RECORDS SUPPLIED >>
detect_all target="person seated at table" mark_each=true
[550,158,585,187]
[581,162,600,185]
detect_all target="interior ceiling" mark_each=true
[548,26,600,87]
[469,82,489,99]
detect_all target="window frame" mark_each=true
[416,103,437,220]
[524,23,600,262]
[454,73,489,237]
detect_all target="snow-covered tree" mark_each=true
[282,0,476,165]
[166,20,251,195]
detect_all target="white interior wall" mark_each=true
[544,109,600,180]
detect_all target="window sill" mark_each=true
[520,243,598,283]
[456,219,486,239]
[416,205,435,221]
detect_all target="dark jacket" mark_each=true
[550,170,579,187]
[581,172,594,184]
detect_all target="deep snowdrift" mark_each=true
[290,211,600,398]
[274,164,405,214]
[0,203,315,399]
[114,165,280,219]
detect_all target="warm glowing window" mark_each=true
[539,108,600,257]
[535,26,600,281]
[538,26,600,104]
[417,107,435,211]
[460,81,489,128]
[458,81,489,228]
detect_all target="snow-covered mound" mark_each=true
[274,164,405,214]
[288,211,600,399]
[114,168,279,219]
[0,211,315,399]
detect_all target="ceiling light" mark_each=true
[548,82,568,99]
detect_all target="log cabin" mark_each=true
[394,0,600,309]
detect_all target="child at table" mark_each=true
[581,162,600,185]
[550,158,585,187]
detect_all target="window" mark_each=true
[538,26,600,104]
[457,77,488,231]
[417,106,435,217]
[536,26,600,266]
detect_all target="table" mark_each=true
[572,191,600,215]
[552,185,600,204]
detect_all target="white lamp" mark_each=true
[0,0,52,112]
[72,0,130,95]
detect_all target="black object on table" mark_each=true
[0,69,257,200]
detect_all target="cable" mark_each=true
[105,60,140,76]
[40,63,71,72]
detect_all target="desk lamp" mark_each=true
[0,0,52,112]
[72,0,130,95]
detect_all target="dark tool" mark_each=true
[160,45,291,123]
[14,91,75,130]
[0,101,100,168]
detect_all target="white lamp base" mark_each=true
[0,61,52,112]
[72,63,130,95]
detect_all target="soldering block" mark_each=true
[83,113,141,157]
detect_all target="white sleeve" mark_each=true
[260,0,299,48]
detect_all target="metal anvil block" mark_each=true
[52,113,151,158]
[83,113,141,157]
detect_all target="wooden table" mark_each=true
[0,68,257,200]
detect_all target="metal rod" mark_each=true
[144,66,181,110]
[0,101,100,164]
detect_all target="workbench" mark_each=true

STATED EXERCISE >> Please report each line above that contains the word "interior", copying every such line in full. Case counts.

FULL SOLUTION >>
detect_all target="interior ceiling" mark_each=true
detect_all target="white interior wall" mark_each=true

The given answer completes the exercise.